Data for this task:
_ _ _ _ _

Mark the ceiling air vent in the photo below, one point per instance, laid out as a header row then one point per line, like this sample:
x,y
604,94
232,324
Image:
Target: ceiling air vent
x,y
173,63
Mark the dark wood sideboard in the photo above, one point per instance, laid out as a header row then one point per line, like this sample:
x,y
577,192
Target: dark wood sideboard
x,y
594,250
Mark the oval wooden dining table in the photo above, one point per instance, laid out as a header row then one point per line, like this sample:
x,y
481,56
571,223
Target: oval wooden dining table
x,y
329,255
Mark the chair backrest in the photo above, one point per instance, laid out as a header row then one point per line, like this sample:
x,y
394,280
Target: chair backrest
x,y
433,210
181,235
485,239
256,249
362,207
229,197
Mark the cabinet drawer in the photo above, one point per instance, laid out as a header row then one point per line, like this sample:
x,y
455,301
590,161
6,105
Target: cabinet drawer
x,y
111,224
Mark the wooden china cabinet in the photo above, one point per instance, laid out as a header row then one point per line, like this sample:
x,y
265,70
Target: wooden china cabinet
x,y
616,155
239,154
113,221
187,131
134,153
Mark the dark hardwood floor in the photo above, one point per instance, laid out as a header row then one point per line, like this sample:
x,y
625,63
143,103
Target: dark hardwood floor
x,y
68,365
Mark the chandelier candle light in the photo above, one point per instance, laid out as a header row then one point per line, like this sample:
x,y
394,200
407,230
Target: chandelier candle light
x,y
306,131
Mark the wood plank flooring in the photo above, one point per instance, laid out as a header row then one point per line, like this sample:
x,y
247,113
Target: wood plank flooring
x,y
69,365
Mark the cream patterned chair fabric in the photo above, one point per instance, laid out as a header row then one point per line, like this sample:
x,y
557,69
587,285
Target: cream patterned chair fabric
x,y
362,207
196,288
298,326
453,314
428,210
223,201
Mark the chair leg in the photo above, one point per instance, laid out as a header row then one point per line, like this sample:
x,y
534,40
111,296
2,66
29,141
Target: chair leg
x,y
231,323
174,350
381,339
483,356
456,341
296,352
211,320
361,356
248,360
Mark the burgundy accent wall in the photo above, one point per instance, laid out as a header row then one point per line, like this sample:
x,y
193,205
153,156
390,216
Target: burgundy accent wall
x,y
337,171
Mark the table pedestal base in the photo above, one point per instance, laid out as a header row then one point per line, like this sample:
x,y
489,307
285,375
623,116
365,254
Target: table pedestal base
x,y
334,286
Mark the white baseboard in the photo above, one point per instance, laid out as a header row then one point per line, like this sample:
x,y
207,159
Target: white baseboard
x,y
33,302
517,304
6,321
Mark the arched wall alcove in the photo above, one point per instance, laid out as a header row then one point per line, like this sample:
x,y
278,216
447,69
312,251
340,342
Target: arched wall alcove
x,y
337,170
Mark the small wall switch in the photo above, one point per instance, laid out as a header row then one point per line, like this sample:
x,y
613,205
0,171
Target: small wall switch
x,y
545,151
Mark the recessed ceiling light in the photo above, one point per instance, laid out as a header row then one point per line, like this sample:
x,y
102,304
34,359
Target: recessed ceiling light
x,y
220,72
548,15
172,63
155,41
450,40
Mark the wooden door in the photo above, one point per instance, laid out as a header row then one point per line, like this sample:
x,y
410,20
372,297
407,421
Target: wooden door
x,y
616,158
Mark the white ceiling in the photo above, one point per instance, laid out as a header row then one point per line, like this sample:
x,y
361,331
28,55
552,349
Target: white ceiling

_ _ _ _ _

Copy all of the records above word for word, keeping every line unchanged and in the same order.

Mark the ceiling air vent in the photo below, one point per instance, laid out as a header row then one point per line, like this sample:
x,y
604,94
232,324
Image:
Target: ceiling air vent
x,y
173,63
Mark the dark wood sideboard in the photo above, one point per instance, laid out as a header row then one point per line, like this sample:
x,y
577,192
Target: dark wood sideboard
x,y
594,250
Mark the oval wooden dining table in the photo above, one point per instance, laid out as a header row then one point per line, like this sample:
x,y
481,56
571,223
Target: oval wooden dining table
x,y
329,255
Mark the chair backrest in the photo above, one point per instance, laid out as a header row then one point per line, like this sample:
x,y
394,280
Target: chair backrest
x,y
433,210
181,235
485,239
256,249
362,207
229,197
Mark the cabinet drawer in the photo above, one point per instance, laid out as a header row then one point per line, like this sample:
x,y
455,301
590,161
6,105
Target: cabinet drawer
x,y
111,224
Mark the wooden china cabinet in the photo above, one point per instance, laid out as a header row then one point per line, like this sample:
x,y
265,70
Target: wooden china cabinet
x,y
616,155
239,154
113,221
187,131
134,153
Mark the dark hardwood floor in the photo above, one point per instance, laid out as a header row then one point per line, like this sample:
x,y
625,63
143,103
Target: dark hardwood floor
x,y
68,365
Mark the chandelier candle light in the photo above, one point per instance, laid out as a header row then one point per line, like this sample:
x,y
394,200
407,230
Target: chandelier candle light
x,y
306,131
Mark the wood plank flooring in the photo above, one point per instance, laid out as a header row then one point per line, like this sample:
x,y
247,113
Target: wood plank flooring
x,y
69,365
Mark the cream patterned chair fabric in the photo above, one point per instance, laid out as a header row then one point per line, like this sample:
x,y
557,69
587,285
Target: cream patterned chair fabric
x,y
362,207
196,288
298,326
453,314
428,210
223,201
Mark the chair leg in the photo above, one point per instance, laid out as a header row then one point per line, like this sample:
x,y
534,40
111,296
2,66
29,141
Target: chair leg
x,y
231,323
174,350
381,339
483,356
456,341
296,352
211,320
361,356
248,360
Mark the burgundy accent wall in the photo above, one point per instance, laid out as a header row then one point per line, like this sample:
x,y
193,205
153,156
390,216
Target: burgundy accent wall
x,y
337,171
Mark the table pedestal base in the photo above, one point per instance, laid out as a header row then one point per line, like this sample:
x,y
489,307
285,375
623,116
365,254
Target: table pedestal base
x,y
334,286
Mark the white baseboard in the photo above, one point per instance, laid out as a header row then one point per line, like this sample:
x,y
207,159
Target: white baseboard
x,y
33,302
517,304
6,321
Mark the arched wall alcove in the photo above, one point per instance, laid out as a header row then one point per line, like this sample:
x,y
278,216
447,69
312,251
340,342
Target: arched wall alcove
x,y
337,170
Mark the small wall switch in the photo above, one point per instance, laid out as a header row then one point per line, like this sample:
x,y
613,205
0,171
Target: small wall switch
x,y
545,151
Mark the recessed ceiling light in the photo above, one point per instance, laid out as a header row then one point per line, like this sample:
x,y
102,304
34,359
Target: recessed ceiling light
x,y
220,72
548,15
172,63
155,41
450,40
Mark the wooden door in the photo above, one point per instance, laid out as a header row then one point per line, like this sample:
x,y
410,20
372,297
407,421
Target: wooden door
x,y
616,158
Mark the white ceiling in the photo above, one point per instance, laid out as a header row then one point per line, like this sample:
x,y
361,331
28,55
552,349
Target: white ceiling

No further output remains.